* Provided entries:
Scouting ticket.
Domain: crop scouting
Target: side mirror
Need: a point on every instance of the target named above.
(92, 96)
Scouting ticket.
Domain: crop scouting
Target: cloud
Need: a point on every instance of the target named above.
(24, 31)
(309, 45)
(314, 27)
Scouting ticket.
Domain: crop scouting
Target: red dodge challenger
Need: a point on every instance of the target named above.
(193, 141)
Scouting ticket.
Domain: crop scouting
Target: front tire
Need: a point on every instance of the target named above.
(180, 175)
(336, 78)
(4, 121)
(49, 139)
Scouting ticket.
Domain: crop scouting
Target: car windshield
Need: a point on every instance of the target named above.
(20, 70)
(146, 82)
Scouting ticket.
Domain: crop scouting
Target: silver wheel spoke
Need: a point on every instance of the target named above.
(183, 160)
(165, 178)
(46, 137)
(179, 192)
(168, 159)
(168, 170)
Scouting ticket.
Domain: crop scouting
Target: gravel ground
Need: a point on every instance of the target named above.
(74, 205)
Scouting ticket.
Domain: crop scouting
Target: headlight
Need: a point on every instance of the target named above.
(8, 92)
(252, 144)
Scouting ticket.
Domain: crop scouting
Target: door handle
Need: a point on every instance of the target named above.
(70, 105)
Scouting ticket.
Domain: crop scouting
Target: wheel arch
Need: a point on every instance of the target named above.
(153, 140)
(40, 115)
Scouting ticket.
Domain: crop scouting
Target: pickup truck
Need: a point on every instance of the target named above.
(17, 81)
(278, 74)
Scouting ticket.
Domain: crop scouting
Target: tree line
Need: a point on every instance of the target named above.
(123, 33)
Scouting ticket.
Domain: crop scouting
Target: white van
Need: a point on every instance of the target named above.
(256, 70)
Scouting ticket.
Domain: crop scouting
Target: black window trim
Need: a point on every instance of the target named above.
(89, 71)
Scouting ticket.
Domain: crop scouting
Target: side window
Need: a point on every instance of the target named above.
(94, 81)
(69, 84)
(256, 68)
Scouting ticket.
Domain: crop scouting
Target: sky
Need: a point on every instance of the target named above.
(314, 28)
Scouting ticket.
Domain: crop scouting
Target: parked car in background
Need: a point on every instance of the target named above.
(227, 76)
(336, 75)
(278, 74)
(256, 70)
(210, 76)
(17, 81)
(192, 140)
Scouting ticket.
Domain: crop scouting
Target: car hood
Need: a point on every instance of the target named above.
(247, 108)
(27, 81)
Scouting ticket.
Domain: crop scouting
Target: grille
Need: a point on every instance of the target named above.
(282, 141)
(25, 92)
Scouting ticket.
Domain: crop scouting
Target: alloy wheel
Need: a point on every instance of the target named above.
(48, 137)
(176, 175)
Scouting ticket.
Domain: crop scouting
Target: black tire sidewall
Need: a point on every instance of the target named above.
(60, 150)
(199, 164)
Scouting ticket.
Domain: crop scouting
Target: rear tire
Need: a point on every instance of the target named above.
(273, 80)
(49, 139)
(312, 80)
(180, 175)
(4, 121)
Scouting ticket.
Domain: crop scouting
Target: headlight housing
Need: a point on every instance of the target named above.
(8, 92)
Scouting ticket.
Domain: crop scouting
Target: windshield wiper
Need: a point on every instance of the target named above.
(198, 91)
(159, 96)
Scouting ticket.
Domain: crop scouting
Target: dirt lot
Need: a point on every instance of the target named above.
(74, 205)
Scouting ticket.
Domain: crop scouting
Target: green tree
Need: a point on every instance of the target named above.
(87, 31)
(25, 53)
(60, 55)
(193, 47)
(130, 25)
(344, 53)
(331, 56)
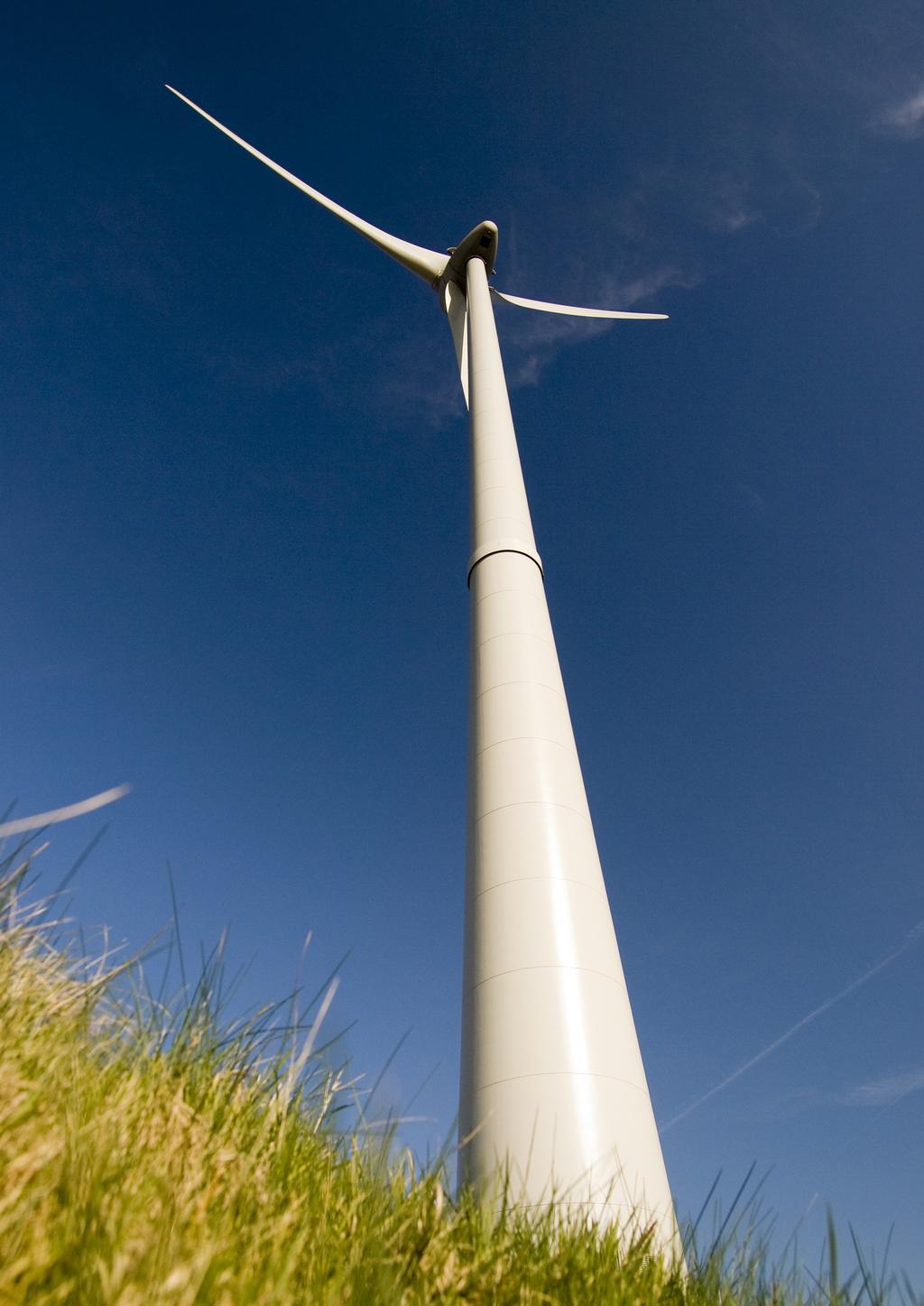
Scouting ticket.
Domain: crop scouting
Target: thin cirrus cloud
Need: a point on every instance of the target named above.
(905, 119)
(882, 1092)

* Short exercise:
Retype each entry precisely. Skip images entirely.

* Completed task:
Scouting ticket.
Domain: crop scouting
Target: side mirror
Need: a point on every instance of the target named above.
(92, 96)
Scouting ticket.
Domain: crop scouting
Target: cloud
Need: a point on every instance of the target named above.
(24, 31)
(309, 45)
(314, 27)
Scouting ticket.
Domain: crop scouting
Target: red dodge challenger
Need: a point on every instance of the target named above.
(193, 141)
Scouting ticket.
Domain: crop scouting
Target: front tire
Need: a point on every instance of the target named above.
(180, 175)
(336, 78)
(4, 121)
(49, 139)
Scouting ticket.
Domain: crop scouting
Target: car windshield
Need: a point on every instance of the target named above.
(20, 70)
(146, 82)
Scouting ticket.
Domain: crop scouting
Target: silver wheel spoke
Need: a point on every instance of the target named above.
(183, 160)
(165, 178)
(46, 137)
(179, 192)
(168, 159)
(168, 170)
Scouting ticket.
Domain: crop scouting
Target: gravel ground
Need: a point on every instance of the target named above.
(74, 205)
Scouting ticket.
Domain: crop scouting
Target: headlight
Need: a point on every instance of the target named above.
(8, 92)
(252, 144)
Scouting ticket.
Domain: crop scouting
Target: door handle
Need: a point on every instance of the target named above.
(70, 105)
Scouting ticket.
Domain: crop scouting
Target: wheel arch
Need: a point on every instance of the target named above.
(153, 140)
(40, 115)
Scouting ticket.
Domain: crop scouting
Target: pickup truck
Need: a point on every instance of the target named above.
(17, 81)
(278, 74)
Scouting ticket.
Domain: crop scouting
Target: tree line
Need: a point on every instance of the target named above.
(123, 33)
Scouting ticket.
Domain: crop scouting
Target: white van
Need: a point on every instance of the target named above.
(256, 70)
Scouting ticket.
Domain: crop scouting
Target: black window trim
Need: a point on every instance of the target named above.
(89, 71)
Scouting ticket.
Domain: crop scouting
Target: side window
Need: a point on every instance of the target named above.
(94, 81)
(69, 84)
(256, 68)
Scouting ticket.
Domain: crop scouting
Target: sky
Need: a point on every instance of the target named above.
(314, 28)
Scouting ticket.
Domain: crop scouting
Target: parked car in background
Need: a point on every instance of the target named above.
(227, 76)
(336, 75)
(278, 74)
(256, 70)
(210, 76)
(17, 81)
(192, 140)
Scouting ticket.
Domain: crop scouting
Target: car hood
Need: a point on every instance of the target named above.
(247, 108)
(27, 81)
Scouting ticket.
Domain: crop scouting
Target: grille
Need: a point on every instance of the target named above.
(282, 141)
(25, 92)
Scouting ticket.
Domain: crop scouting
Target: alloy wheel
Need: a point on every instance of the target named above.
(48, 137)
(176, 175)
Scouting ticket.
Domain: crop scouting
Target: black tire sidewall
Need: a point on every instance of the target named above.
(60, 150)
(199, 164)
Scouting ticket.
Domain: crop scouting
Target: rear tire
Need: a point on every instance of the target named above.
(273, 80)
(49, 139)
(312, 80)
(180, 175)
(4, 121)
Scouting ticket.
Domain: crop scouting
Target: headlight housing
Need: a point on every instance of the target named above.
(8, 92)
Scouting ticket.
Domain: crop scouting
Target: windshield wiper
Need: a point on every instance of the target named above.
(198, 91)
(159, 96)
Scouting ticket.
Domain: crop scouting
Target: dirt lot
Need: a point on every instance of the target named above.
(74, 205)
Scouting ticket.
Domain: crop scouting
Target: green tree
Need: a point on every instance of the target named above.
(87, 31)
(25, 53)
(60, 55)
(193, 47)
(130, 25)
(344, 53)
(331, 56)
Scouting ticket.
Domain: crop scouting
Target: thin cirrus cloud
Need: a point on every instance of the target named above.
(905, 119)
(882, 1092)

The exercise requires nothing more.